SHORT EXERCISE => Update the listing below by replacing each occurrence of "largest disc" with "biggest disc", and reproduce it in full with all other text left unchanged.

MATERIAL FOR THIS TASK =>

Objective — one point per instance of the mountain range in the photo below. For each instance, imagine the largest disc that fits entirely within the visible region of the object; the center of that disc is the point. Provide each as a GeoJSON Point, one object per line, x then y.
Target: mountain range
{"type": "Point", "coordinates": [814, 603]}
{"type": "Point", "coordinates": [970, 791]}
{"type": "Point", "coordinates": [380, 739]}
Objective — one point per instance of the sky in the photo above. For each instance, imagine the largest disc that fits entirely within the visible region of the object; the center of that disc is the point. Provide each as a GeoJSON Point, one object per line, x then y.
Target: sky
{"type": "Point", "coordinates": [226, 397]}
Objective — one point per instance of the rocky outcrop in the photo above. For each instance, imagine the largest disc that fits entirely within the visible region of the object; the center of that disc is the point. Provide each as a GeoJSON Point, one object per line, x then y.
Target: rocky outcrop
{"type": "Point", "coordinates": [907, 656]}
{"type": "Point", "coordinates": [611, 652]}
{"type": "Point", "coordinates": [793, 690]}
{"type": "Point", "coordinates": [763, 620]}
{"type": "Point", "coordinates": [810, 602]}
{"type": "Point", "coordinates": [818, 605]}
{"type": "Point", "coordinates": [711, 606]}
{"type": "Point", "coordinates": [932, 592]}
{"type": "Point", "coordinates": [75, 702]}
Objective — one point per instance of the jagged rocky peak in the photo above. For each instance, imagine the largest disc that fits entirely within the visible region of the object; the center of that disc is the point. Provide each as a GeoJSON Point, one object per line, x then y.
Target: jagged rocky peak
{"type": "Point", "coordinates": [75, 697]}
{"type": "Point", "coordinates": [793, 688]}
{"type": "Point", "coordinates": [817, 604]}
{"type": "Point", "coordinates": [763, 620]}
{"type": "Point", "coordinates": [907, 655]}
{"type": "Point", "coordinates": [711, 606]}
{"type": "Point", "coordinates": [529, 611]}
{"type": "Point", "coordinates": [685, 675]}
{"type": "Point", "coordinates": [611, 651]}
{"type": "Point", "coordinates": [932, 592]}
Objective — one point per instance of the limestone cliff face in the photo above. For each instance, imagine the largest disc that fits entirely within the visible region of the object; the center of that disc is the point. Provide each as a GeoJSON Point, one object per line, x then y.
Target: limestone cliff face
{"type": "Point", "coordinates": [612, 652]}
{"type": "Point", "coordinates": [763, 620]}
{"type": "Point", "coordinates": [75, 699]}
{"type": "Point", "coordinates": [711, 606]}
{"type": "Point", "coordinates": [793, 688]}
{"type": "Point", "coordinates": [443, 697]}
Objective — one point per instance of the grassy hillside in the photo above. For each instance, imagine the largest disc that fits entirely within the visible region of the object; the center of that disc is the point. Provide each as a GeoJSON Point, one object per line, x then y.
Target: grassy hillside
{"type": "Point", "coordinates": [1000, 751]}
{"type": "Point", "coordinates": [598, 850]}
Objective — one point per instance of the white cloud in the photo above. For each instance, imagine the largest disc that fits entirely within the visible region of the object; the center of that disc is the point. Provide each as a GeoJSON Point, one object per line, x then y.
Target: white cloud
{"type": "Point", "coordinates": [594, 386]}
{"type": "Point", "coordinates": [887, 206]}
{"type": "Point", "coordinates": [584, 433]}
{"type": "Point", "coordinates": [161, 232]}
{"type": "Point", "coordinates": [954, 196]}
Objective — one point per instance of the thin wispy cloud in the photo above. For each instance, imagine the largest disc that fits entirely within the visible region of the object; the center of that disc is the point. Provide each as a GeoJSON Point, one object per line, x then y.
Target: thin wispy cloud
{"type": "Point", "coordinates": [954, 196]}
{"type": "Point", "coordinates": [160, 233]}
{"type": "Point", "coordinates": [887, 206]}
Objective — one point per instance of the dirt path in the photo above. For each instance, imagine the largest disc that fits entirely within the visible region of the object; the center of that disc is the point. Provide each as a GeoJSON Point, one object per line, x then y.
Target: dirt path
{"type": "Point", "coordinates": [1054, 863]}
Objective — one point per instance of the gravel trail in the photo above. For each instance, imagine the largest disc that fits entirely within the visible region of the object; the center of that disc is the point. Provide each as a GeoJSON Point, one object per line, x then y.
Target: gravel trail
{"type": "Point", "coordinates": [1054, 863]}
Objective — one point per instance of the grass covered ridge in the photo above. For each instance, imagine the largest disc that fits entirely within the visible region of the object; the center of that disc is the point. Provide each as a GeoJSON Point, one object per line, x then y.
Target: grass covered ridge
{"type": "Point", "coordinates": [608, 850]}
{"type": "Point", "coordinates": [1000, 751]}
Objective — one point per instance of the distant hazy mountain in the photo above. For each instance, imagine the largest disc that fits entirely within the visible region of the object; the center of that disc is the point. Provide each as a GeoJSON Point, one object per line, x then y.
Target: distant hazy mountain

EXERCISE RESULT =>
Objective — one point per instance of the mountain range in the photo below. For each instance, imagine the biggest disc that fits entirely within the visible region of the object; the center of that disc is the point. Provide each as a GeoJSON Point, one object per line, x then y.
Target: mountain range
{"type": "Point", "coordinates": [814, 603]}
{"type": "Point", "coordinates": [970, 791]}
{"type": "Point", "coordinates": [380, 739]}
Objective — one point per instance of the sky in the photo above. For each instance, imagine the biggest disc that fits entirely within the visible region of the object; the center of that disc is the point. Provide each as a GeoJSON Point, one object per line, x then y.
Target: sky
{"type": "Point", "coordinates": [226, 397]}
Objective — one point per instance of the rocky outcrop in the photo above. For each instance, imagine the biggest disc that fits entirely within the visible region of the object; the center of that disc is the point. Provide each as a GeoJSON Point, one object per line, x then y.
Target: rocky outcrop
{"type": "Point", "coordinates": [907, 656]}
{"type": "Point", "coordinates": [611, 652]}
{"type": "Point", "coordinates": [793, 690]}
{"type": "Point", "coordinates": [763, 620]}
{"type": "Point", "coordinates": [810, 602]}
{"type": "Point", "coordinates": [818, 605]}
{"type": "Point", "coordinates": [711, 606]}
{"type": "Point", "coordinates": [932, 592]}
{"type": "Point", "coordinates": [75, 702]}
Objective — one point per instance of the jagged rocky peak in the photo above. For each instance, imagine the biggest disc that fits entirely within the visible region of the object; the center of that disc is the point. Provide each as a GeoJSON Point, one object per line, x then y.
Target: jagged rocky peak
{"type": "Point", "coordinates": [75, 697]}
{"type": "Point", "coordinates": [793, 688]}
{"type": "Point", "coordinates": [817, 604]}
{"type": "Point", "coordinates": [763, 620]}
{"type": "Point", "coordinates": [907, 655]}
{"type": "Point", "coordinates": [711, 606]}
{"type": "Point", "coordinates": [529, 611]}
{"type": "Point", "coordinates": [685, 675]}
{"type": "Point", "coordinates": [611, 651]}
{"type": "Point", "coordinates": [932, 592]}
Objective — one point per instance of the limestone cliff face in the photo above. For each instance, imagine the biggest disc that fits entirely within the visible region of the object; the center of that disc is the point. Provide each as a GeoJSON Point, one object per line, x then y.
Target: limestone cliff face
{"type": "Point", "coordinates": [612, 652]}
{"type": "Point", "coordinates": [763, 620]}
{"type": "Point", "coordinates": [75, 699]}
{"type": "Point", "coordinates": [711, 606]}
{"type": "Point", "coordinates": [793, 688]}
{"type": "Point", "coordinates": [443, 697]}
Objective — one point per instance of the grassy hillside in the photo above. For each instance, imagine the biggest disc that fits entirely within the visible region of the object; the center of that disc is the point. Provide each as a GeoJSON Point, one object per line, x then y.
Target: grassy hillside
{"type": "Point", "coordinates": [1000, 751]}
{"type": "Point", "coordinates": [598, 850]}
Objective — one point per instance of the white cloud in the photo above. For each instance, imagine the biggest disc that fits entirely within the visible region of the object; the center of that disc is the point. Provide each as a GeoJSON Point, one object per line, x then y.
Target: white cloud
{"type": "Point", "coordinates": [594, 386]}
{"type": "Point", "coordinates": [887, 206]}
{"type": "Point", "coordinates": [584, 433]}
{"type": "Point", "coordinates": [161, 232]}
{"type": "Point", "coordinates": [954, 196]}
Objective — one point per instance of the thin wispy cloud in the photo above. For each instance, imagine the biggest disc that fits entirely within the visible region of the object; the center of that disc is the point. Provide each as a GeoJSON Point, one object per line, x then y.
Target: thin wispy cloud
{"type": "Point", "coordinates": [954, 196]}
{"type": "Point", "coordinates": [160, 233]}
{"type": "Point", "coordinates": [887, 206]}
Objective — one point per instance of the dirt path in the photo above. For each instance, imagine the biggest disc that fits entirely within the visible region of the object; the center of that disc is the point. Provide each as a GeoJSON Point, one object per line, x then y.
Target: dirt path
{"type": "Point", "coordinates": [1054, 863]}
Objective — one point per instance of the gravel trail in the photo above. For each instance, imagine the biggest disc that fits entirely within the visible region of the object; the center of that disc is the point. Provide each as a GeoJSON Point, one object per line, x then y.
Target: gravel trail
{"type": "Point", "coordinates": [1054, 863]}
Objective — one point per instance of the grass covered ridge in the photo above. For each instance, imagine the biggest disc that fits entirely within the visible region of the object; the center of that disc is the point. Provide each as a GeoJSON Point, one object per line, x then y.
Target: grass covered ridge
{"type": "Point", "coordinates": [608, 850]}
{"type": "Point", "coordinates": [1000, 751]}
Objective — one point per instance of the distant hazy mountain in the photo above. For each instance, imagine the biggest disc that fits entirely within the visible region of the object; the center of that disc is the point. Provide each as a GeoJSON Point, one object per line, x then y.
Target: distant hazy mountain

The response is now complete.